INPUT MATERIAL -

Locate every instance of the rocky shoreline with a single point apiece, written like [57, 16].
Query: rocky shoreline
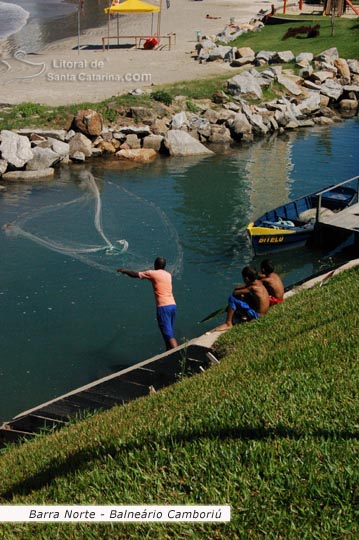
[318, 90]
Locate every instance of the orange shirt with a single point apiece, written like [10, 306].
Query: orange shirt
[162, 286]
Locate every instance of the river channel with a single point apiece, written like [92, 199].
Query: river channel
[68, 318]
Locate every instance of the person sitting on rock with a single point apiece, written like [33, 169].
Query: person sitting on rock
[247, 302]
[272, 282]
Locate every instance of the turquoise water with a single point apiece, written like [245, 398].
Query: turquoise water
[68, 318]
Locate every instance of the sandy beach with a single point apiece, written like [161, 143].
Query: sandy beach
[62, 73]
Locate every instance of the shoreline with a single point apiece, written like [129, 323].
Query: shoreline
[36, 77]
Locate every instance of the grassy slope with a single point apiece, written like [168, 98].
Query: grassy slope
[272, 431]
[346, 38]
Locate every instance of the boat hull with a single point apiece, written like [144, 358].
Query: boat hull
[271, 241]
[292, 225]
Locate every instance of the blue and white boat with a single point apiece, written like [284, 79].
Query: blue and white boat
[292, 225]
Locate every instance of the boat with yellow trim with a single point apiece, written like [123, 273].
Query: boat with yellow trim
[292, 225]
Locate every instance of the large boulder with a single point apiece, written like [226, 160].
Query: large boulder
[138, 155]
[343, 69]
[245, 83]
[240, 128]
[180, 143]
[43, 158]
[80, 143]
[331, 89]
[290, 85]
[15, 149]
[61, 148]
[88, 122]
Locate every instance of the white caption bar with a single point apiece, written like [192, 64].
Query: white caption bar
[197, 513]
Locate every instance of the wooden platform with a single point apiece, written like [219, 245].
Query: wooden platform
[117, 389]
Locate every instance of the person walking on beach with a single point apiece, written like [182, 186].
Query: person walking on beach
[272, 282]
[165, 303]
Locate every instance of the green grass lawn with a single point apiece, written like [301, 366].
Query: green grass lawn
[345, 39]
[273, 431]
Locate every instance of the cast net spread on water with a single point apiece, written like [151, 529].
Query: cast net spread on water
[105, 227]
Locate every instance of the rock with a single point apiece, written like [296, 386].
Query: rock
[311, 86]
[306, 72]
[133, 141]
[343, 69]
[353, 66]
[258, 125]
[106, 147]
[211, 115]
[245, 83]
[328, 56]
[304, 59]
[240, 128]
[348, 105]
[243, 52]
[153, 141]
[179, 120]
[292, 124]
[28, 176]
[59, 134]
[323, 121]
[43, 158]
[3, 166]
[143, 115]
[80, 143]
[96, 152]
[324, 101]
[322, 76]
[282, 57]
[243, 61]
[310, 105]
[290, 85]
[159, 126]
[15, 149]
[89, 122]
[140, 131]
[332, 89]
[220, 135]
[225, 116]
[61, 148]
[266, 56]
[139, 155]
[180, 143]
[78, 156]
[69, 135]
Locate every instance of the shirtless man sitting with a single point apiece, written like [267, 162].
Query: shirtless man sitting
[272, 282]
[248, 301]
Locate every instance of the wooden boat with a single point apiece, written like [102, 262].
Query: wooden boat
[292, 225]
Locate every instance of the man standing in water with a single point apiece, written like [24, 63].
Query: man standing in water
[165, 302]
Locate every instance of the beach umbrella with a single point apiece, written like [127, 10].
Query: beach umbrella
[131, 6]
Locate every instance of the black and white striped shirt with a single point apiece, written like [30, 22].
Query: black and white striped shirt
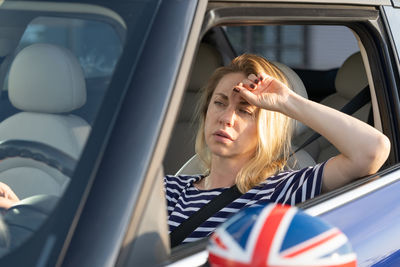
[184, 199]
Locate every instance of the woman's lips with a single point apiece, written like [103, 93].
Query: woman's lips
[222, 136]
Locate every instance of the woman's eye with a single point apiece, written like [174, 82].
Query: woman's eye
[246, 112]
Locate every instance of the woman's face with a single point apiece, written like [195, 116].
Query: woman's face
[230, 126]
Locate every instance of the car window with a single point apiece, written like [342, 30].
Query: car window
[55, 71]
[299, 46]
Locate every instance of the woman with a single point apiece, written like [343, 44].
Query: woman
[244, 138]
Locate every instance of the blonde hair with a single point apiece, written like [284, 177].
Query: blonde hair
[274, 129]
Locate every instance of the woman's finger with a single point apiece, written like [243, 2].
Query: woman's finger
[250, 85]
[253, 78]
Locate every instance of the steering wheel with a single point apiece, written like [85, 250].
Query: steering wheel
[26, 216]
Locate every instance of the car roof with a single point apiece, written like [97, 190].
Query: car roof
[356, 2]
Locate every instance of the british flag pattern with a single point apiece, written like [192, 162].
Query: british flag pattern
[279, 236]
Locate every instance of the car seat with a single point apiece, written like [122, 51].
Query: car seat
[351, 78]
[46, 82]
[299, 160]
[181, 145]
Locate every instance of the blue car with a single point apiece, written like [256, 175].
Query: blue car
[98, 100]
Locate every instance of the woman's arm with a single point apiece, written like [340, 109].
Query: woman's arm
[363, 149]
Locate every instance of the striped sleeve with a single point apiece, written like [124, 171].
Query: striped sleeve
[300, 186]
[173, 187]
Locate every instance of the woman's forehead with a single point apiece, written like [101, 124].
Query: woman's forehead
[224, 88]
[229, 80]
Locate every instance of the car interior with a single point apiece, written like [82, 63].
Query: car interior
[54, 71]
[54, 112]
[350, 78]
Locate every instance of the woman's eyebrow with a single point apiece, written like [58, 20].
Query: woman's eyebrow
[222, 95]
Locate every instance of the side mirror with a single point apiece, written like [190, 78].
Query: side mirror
[279, 235]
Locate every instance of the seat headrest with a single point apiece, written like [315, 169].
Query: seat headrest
[351, 77]
[46, 78]
[297, 85]
[208, 59]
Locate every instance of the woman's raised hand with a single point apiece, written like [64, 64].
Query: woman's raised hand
[264, 91]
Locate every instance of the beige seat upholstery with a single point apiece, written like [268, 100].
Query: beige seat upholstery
[350, 80]
[181, 145]
[46, 82]
[301, 158]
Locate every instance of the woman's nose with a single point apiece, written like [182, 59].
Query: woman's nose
[228, 117]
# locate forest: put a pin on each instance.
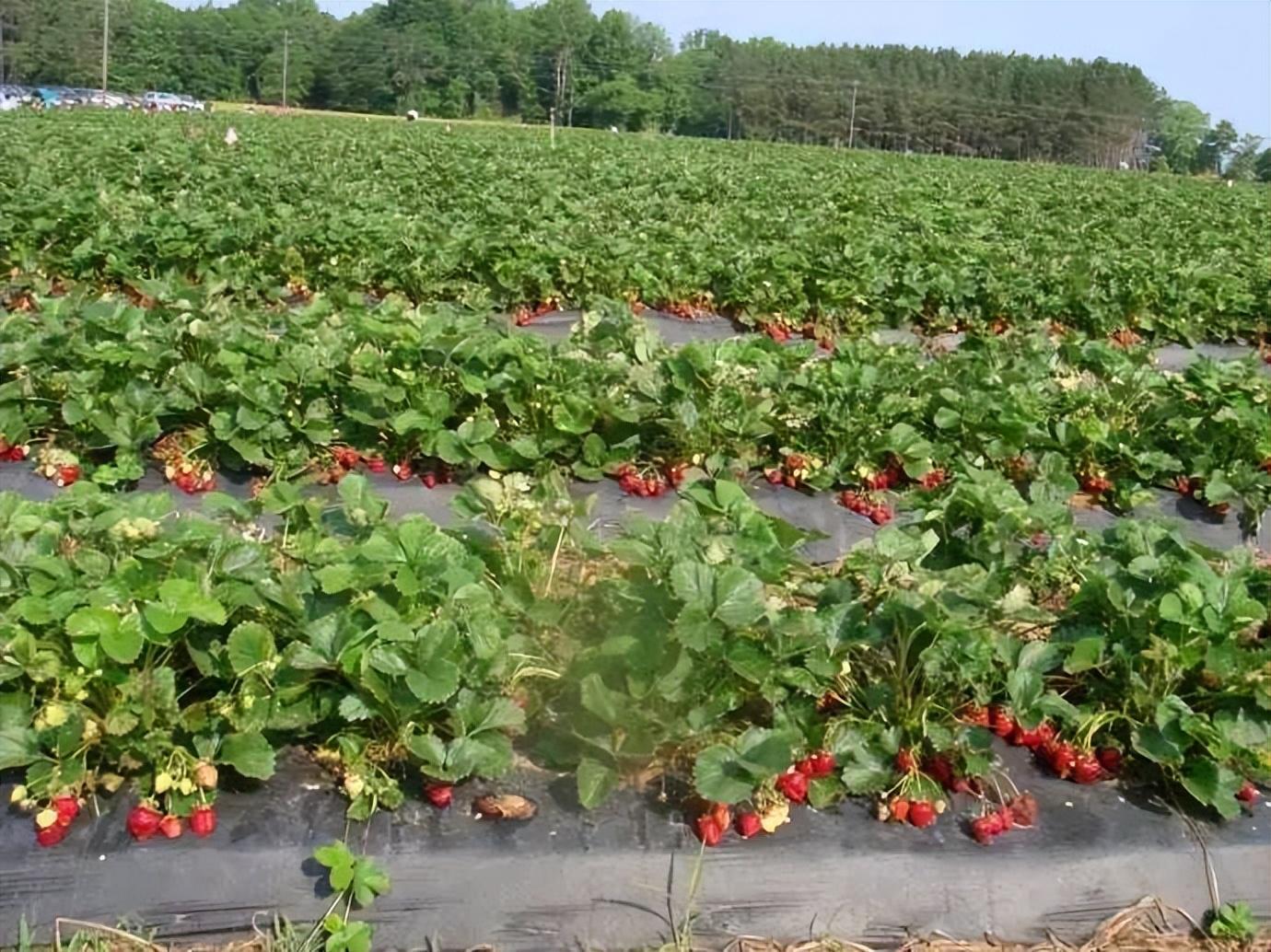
(491, 59)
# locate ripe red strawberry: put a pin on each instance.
(748, 825)
(203, 820)
(922, 814)
(1087, 768)
(67, 808)
(985, 828)
(50, 835)
(1023, 810)
(144, 821)
(1033, 738)
(899, 810)
(822, 762)
(816, 764)
(722, 815)
(1110, 759)
(1094, 484)
(933, 480)
(975, 714)
(346, 457)
(440, 795)
(793, 785)
(708, 830)
(206, 775)
(1059, 757)
(1000, 721)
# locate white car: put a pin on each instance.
(170, 102)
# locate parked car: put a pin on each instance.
(170, 102)
(14, 97)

GOAL - Recast the lines from the one containing "# locate forest: put a pin on each instance." through the end of the entries, inclusive, as a Markdown table with the columns Row and Line. Omit blank lines and the pictures.

WRITTEN ANSWER -
| Row | Line |
|---|---|
| 1 | # locate forest: put a pin on each instance. |
| 2 | (491, 59) |
| 3 | # locate ripe red strawberry: put a pin on each instance. |
| 4 | (748, 825) |
| 5 | (203, 820) |
| 6 | (922, 814) |
| 7 | (1087, 768) |
| 8 | (67, 808) |
| 9 | (985, 828) |
| 10 | (50, 835) |
| 11 | (1023, 810) |
| 12 | (144, 821) |
| 13 | (1033, 738) |
| 14 | (899, 810) |
| 15 | (822, 762) |
| 16 | (816, 764) |
| 17 | (722, 815) |
| 18 | (1110, 759) |
| 19 | (1094, 484) |
| 20 | (933, 480) |
| 21 | (975, 714) |
| 22 | (346, 457) |
| 23 | (440, 795) |
| 24 | (793, 785) |
| 25 | (708, 830) |
| 26 | (206, 775) |
| 27 | (1059, 757) |
| 28 | (1000, 721) |
| 29 | # locate white car: put a pin on each instance. |
| 30 | (170, 102) |
| 31 | # locate parked car: put a pin on each instance. |
| 32 | (170, 102) |
| 33 | (14, 97) |